▶ **Task objective**
Repeat the records below line for line, with no changes.

▶ **Listed entries**
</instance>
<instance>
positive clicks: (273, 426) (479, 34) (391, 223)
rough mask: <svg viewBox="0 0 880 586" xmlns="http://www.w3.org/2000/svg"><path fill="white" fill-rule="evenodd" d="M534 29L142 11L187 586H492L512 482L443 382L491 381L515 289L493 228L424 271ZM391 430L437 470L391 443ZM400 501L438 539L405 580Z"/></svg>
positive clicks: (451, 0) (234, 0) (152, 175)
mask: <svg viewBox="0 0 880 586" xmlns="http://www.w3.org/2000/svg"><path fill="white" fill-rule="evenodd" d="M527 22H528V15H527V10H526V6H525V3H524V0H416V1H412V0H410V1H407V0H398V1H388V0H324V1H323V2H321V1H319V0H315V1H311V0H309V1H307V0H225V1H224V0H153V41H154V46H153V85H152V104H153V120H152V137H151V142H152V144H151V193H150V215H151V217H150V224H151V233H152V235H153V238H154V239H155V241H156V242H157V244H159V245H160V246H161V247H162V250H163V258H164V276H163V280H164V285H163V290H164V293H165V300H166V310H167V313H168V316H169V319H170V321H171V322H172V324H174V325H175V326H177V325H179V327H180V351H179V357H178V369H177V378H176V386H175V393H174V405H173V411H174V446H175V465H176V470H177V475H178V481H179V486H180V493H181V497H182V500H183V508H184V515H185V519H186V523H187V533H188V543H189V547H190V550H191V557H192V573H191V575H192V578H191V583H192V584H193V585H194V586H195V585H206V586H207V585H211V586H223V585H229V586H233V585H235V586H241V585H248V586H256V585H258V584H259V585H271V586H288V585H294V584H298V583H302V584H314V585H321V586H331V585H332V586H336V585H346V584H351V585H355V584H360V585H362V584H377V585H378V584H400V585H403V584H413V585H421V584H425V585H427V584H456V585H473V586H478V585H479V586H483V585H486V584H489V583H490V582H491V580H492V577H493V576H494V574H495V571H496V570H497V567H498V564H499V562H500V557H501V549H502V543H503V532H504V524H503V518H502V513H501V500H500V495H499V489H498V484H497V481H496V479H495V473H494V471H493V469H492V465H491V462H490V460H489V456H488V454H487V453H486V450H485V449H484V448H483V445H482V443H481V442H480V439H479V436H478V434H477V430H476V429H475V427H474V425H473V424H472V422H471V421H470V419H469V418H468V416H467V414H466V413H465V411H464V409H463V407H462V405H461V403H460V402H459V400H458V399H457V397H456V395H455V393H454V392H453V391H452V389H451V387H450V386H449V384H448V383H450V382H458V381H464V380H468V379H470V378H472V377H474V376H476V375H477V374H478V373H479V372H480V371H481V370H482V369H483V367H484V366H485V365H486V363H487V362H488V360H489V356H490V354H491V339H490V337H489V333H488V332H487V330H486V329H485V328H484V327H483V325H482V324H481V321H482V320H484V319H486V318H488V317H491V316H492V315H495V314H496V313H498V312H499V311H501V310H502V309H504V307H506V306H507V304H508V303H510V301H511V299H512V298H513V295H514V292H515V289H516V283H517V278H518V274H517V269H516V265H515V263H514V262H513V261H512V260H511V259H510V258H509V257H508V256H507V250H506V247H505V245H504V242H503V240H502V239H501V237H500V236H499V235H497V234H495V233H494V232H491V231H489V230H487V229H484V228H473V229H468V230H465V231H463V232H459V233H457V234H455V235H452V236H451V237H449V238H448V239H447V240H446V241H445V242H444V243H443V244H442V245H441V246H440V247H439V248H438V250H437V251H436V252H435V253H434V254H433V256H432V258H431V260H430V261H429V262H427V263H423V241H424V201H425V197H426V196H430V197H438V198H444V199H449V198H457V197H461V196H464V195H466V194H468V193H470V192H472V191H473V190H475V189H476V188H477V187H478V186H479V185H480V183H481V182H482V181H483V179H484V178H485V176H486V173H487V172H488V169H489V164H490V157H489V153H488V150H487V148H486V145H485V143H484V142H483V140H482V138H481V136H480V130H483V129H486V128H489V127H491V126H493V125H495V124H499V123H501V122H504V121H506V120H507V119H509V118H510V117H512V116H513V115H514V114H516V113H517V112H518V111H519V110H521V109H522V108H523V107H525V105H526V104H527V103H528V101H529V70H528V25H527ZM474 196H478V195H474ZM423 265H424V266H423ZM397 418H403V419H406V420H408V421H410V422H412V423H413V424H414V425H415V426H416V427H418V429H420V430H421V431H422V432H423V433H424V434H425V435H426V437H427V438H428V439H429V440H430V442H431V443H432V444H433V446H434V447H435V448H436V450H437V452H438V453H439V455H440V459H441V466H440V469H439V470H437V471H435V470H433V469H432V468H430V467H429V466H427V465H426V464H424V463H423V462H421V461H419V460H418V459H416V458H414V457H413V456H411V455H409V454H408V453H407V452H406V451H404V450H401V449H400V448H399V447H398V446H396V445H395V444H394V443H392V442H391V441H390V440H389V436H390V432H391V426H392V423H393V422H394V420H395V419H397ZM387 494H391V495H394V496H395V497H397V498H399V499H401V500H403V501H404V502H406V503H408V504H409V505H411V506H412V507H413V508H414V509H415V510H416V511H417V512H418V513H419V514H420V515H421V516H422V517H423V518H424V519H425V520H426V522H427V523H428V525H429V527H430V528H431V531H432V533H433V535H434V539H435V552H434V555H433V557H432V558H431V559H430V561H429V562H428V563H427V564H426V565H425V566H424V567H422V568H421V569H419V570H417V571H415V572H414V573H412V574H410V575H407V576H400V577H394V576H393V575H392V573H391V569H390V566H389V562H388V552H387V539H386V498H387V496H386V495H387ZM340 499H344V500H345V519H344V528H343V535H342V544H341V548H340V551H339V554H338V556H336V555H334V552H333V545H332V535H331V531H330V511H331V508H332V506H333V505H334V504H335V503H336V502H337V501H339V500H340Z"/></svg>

▶ **Solution for this task**
</instance>
<instance>
positive clicks: (273, 426) (479, 34) (391, 223)
rough mask: <svg viewBox="0 0 880 586" xmlns="http://www.w3.org/2000/svg"><path fill="white" fill-rule="evenodd" d="M534 29L142 11L187 586H492L512 482L443 382L491 381L515 289L493 228L424 271ZM391 430L437 470L391 443ZM400 501L438 539L405 580Z"/></svg>
positive clicks: (451, 0) (234, 0) (152, 175)
mask: <svg viewBox="0 0 880 586" xmlns="http://www.w3.org/2000/svg"><path fill="white" fill-rule="evenodd" d="M527 22H528V15H527V10H526V6H525V3H524V0H416V1H412V0H410V1H407V0H398V1H388V0H324V1H323V2H321V1H319V0H315V1H311V0H309V1H307V0H225V1H224V0H153V41H154V46H153V85H152V104H153V120H152V137H151V142H152V144H151V193H150V215H151V217H150V224H151V233H152V235H153V238H154V239H155V241H156V242H157V244H159V245H160V246H161V247H162V250H163V258H164V276H163V280H164V285H163V290H164V293H165V300H166V310H167V313H168V316H169V319H170V321H171V322H172V324H174V325H175V326H177V325H179V327H180V351H179V357H178V369H177V378H176V386H175V393H174V405H173V411H174V446H175V465H176V470H177V475H178V481H179V486H180V493H181V497H182V500H183V508H184V515H185V519H186V523H187V533H188V543H189V547H190V550H191V557H192V573H191V575H192V578H191V583H192V584H193V585H194V586H195V585H206V586H207V585H211V586H223V585H229V586H233V585H235V586H241V585H248V586H256V585H258V584H259V585H271V586H288V585H294V584H298V583H302V584H314V585H321V586H331V585H332V586H336V585H346V584H351V585H355V584H360V585H362V584H377V585H378V584H400V585H403V584H413V585H421V584H425V585H427V584H456V585H473V586H478V585H479V586H483V585H486V584H489V583H490V582H491V580H492V577H493V576H494V574H495V571H496V570H497V567H498V564H499V562H500V557H501V549H502V543H503V532H504V524H503V518H502V513H501V500H500V495H499V489H498V484H497V481H496V479H495V473H494V471H493V469H492V465H491V462H490V460H489V456H488V454H487V453H486V450H485V449H484V448H483V445H482V443H481V442H480V439H479V436H478V434H477V430H476V429H475V427H474V425H473V424H472V422H471V421H470V419H469V418H468V416H467V414H466V413H465V411H464V409H463V407H462V405H461V403H460V402H459V400H458V399H457V397H456V395H455V393H454V392H453V391H452V389H451V387H450V386H449V384H448V383H450V382H458V381H464V380H468V379H470V378H472V377H474V376H476V375H477V374H478V373H479V372H480V371H481V370H482V369H483V367H484V366H485V365H486V363H487V362H488V360H489V356H490V354H491V339H490V337H489V333H488V332H487V330H486V329H485V328H484V327H483V325H482V324H481V321H482V320H484V319H486V318H488V317H491V316H492V315H495V314H496V313H498V312H499V311H501V310H502V309H504V307H506V306H507V304H508V303H510V301H511V299H512V298H513V295H514V292H515V289H516V283H517V278H518V274H517V269H516V265H515V263H514V262H513V261H512V260H511V259H510V258H509V257H508V256H507V250H506V247H505V245H504V242H503V240H502V239H501V237H500V236H499V235H497V234H495V233H494V232H491V231H489V230H487V229H484V228H473V229H468V230H465V231H463V232H459V233H457V234H455V235H452V236H451V237H449V238H448V239H447V240H446V241H445V242H444V243H443V244H442V245H441V246H440V247H439V248H438V250H437V251H436V252H435V253H434V254H433V256H432V258H431V260H430V261H429V262H427V263H423V241H424V201H425V197H426V196H430V197H438V198H444V199H449V198H457V197H461V196H464V195H466V194H468V193H470V192H472V191H473V190H475V189H476V188H477V187H478V186H479V185H480V183H481V182H482V181H483V179H484V178H485V176H486V173H487V172H488V169H489V164H490V157H489V153H488V150H487V148H486V145H485V143H484V142H483V140H482V138H481V136H480V130H483V129H486V128H489V127H491V126H493V125H495V124H499V123H501V122H504V121H506V120H507V119H509V118H510V117H512V116H513V115H514V114H516V113H517V112H518V111H519V110H521V109H522V108H523V107H525V105H526V104H527V103H528V101H529V70H528V25H527ZM474 196H478V195H474ZM423 265H424V266H423ZM397 418H403V419H406V420H408V421H410V422H412V423H413V424H414V425H415V426H416V427H418V429H420V430H421V431H422V432H423V433H424V434H425V435H426V437H427V438H428V439H429V440H430V442H431V443H432V444H433V446H434V447H435V448H436V450H437V452H438V453H439V455H440V459H441V466H440V469H439V470H437V471H435V470H433V469H432V468H430V467H429V466H427V465H426V464H424V463H423V462H421V461H419V460H418V459H416V458H414V457H413V456H411V455H409V454H408V453H407V452H406V451H404V450H401V449H400V448H399V447H398V446H396V445H395V444H394V443H392V442H391V441H390V440H389V436H390V432H391V426H392V423H393V422H394V420H395V419H397ZM387 494H391V495H394V496H395V497H397V498H399V499H401V500H403V501H404V502H406V503H408V504H409V505H411V506H412V507H413V508H414V509H415V510H416V511H417V512H418V513H419V514H420V515H421V516H422V517H423V518H424V519H425V520H426V522H427V523H428V525H429V527H430V528H431V531H432V533H433V535H434V539H435V552H434V555H433V557H432V558H431V559H430V561H429V562H428V563H427V564H426V565H425V566H424V567H422V568H421V569H419V570H417V571H415V572H414V573H412V574H410V575H407V576H400V577H394V576H393V575H392V573H391V569H390V566H389V562H388V552H387V539H386V498H387V496H386V495H387ZM340 499H344V500H345V519H344V528H343V535H342V544H341V548H340V551H339V554H338V556H336V555H334V552H333V545H332V535H331V531H330V511H331V508H332V506H333V505H334V504H335V503H336V502H337V501H339V500H340Z"/></svg>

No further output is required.